### SELECTED EXCERPT
--- begin ---
Patton v. W. M. Ritter Lumber Co.

88 S.E. 511 | N.C. | 1911

The plaintiff was injured in August, 1907, while acting as foreman of a squad of hands who were loading cross-ties on a car on defendant's railway. The cross-ties were sawed by the defendant's mill, whence they were run out on rollers, from which they fell upon a dock a few feet lower; thence they were dropped 12 to 18 feet to the ground below, from which place they were loaded on the defendant's train. When the train came in, the plaintiff went upon the dock to prevent the ties being thrown down on his men while the train was being loaded. He asked one of the laborers if any more ties were coming out, who replied that there would be no more for about thirty minutes. The plaintiff then motioned his hands to get up the ties and load them on the car. About that time another tie was rolled out from the mill, which fell over on the dock, striking the plaintiff, and seriously injuring him.

The motion for a nonsuit was properly refused. The evidence tended to show that the defendant was guilty of negligence in not furnishing the plaintiff a safe place to work, and it was properly submitted to the jury. It was negligence in the defendant to permit its mill to run out the cross-ties to fall upon the dock and thence 12 to 18 feet to the ground, while the plaintiff and his men were engaged in picking up the ties to place them on the car. It was incumbent upon the company to stop the ties from coming out while the plaintiff and his men were engaged in loading them. The plaintiff was sent there with his (839) men to load the car, and he had no control over the operations of the mill.
--- end ---
### EXCERPTED DATA
--- begin ---
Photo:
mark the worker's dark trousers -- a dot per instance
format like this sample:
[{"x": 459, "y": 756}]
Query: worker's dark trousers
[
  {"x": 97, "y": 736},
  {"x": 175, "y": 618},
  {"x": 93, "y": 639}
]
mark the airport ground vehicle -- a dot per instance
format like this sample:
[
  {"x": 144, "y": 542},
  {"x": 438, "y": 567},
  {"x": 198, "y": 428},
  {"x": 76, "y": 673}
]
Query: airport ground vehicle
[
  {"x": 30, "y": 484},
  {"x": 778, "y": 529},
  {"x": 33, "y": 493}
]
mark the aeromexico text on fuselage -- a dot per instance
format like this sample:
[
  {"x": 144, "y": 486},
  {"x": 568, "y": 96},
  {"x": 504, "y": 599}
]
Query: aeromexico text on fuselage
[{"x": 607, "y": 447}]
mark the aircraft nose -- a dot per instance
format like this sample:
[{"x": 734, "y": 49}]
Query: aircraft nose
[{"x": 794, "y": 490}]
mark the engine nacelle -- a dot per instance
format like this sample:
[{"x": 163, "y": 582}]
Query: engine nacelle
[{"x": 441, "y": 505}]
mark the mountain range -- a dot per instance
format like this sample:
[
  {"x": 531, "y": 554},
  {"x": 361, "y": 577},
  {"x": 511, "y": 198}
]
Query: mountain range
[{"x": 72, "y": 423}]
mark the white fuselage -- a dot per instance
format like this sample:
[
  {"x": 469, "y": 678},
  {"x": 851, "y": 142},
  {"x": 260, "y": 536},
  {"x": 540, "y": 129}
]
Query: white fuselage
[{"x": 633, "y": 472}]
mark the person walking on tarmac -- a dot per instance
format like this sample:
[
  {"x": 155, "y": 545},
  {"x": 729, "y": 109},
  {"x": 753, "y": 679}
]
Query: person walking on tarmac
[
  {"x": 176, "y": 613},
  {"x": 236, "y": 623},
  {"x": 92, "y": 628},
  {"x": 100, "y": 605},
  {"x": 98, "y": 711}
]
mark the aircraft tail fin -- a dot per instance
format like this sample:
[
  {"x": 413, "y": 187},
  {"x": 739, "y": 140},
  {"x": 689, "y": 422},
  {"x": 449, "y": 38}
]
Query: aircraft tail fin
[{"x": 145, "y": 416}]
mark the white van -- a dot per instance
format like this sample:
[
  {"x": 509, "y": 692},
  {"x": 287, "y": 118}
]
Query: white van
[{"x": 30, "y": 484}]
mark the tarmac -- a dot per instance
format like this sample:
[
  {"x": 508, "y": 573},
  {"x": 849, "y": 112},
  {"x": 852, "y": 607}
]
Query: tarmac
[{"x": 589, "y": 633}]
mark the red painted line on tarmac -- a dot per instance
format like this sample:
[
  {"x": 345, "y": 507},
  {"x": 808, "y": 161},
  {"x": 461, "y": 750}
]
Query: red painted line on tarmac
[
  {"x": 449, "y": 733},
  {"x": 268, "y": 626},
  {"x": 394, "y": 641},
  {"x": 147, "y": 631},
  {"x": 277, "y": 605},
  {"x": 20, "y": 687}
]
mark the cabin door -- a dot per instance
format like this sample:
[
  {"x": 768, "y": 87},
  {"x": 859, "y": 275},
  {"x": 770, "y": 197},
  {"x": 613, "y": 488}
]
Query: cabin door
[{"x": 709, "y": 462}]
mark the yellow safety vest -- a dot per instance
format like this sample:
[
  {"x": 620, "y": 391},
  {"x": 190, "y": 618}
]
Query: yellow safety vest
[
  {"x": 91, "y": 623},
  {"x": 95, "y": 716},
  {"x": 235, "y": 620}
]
--- end ---
### DO THIS
Copy word for word the part of the Patton lumber case that begins with "The plaintiff was injured" and ends with "seriously injuring him.".

### RESULT FOR THIS EXERCISE
The plaintiff was injured in August, 1907, while acting as foreman of a squad of hands who were loading cross-ties on a car on defendant's railway. The cross-ties were sawed by the defendant's mill, whence they were run out on rollers, from which they fell upon a dock a few feet lower; thence they were dropped 12 to 18 feet to the ground below, from which place they were loaded on the defendant's train. When the train came in, the plaintiff went upon the dock to prevent the ties being thrown down on his men while the train was being loaded. He asked one of the laborers if any more ties were coming out, who replied that there would be no more for about thirty minutes. The plaintiff then motioned his hands to get up the ties and load them on the car. About that time another tie was rolled out from the mill, which fell over on the dock, striking the plaintiff, and seriously injuring him.